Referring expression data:
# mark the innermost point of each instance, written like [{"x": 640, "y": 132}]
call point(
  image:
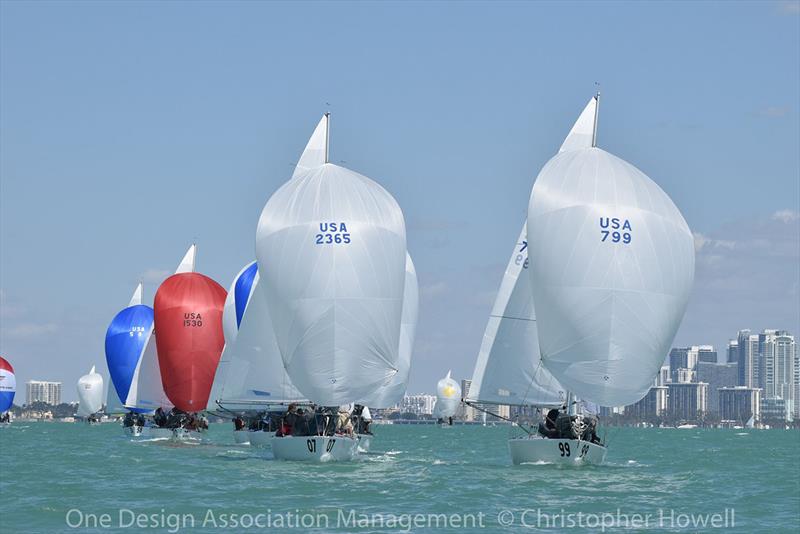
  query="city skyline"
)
[{"x": 112, "y": 161}]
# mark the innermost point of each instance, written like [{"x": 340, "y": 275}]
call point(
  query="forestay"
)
[{"x": 90, "y": 393}]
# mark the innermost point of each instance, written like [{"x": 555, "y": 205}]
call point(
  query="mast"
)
[
  {"x": 327, "y": 135},
  {"x": 596, "y": 115}
]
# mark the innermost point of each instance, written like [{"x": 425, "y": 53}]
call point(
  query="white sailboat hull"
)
[
  {"x": 241, "y": 437},
  {"x": 536, "y": 449},
  {"x": 315, "y": 448},
  {"x": 259, "y": 438},
  {"x": 364, "y": 441},
  {"x": 133, "y": 431}
]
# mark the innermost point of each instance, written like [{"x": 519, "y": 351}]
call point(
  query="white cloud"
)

• Assignment: Return all lines from the data that include the string "innermost".

• Solution below:
# mark the innermost point of each instance, written like [{"x": 640, "y": 132}]
# mark the innermost point of each instance, written like [{"x": 340, "y": 275}]
# mark the innermost point of each instance, written like [{"x": 555, "y": 205}]
# mark the innermost point of each instance, written like [{"x": 425, "y": 53}]
# mark the innermost point of each instance, written like [{"x": 519, "y": 351}]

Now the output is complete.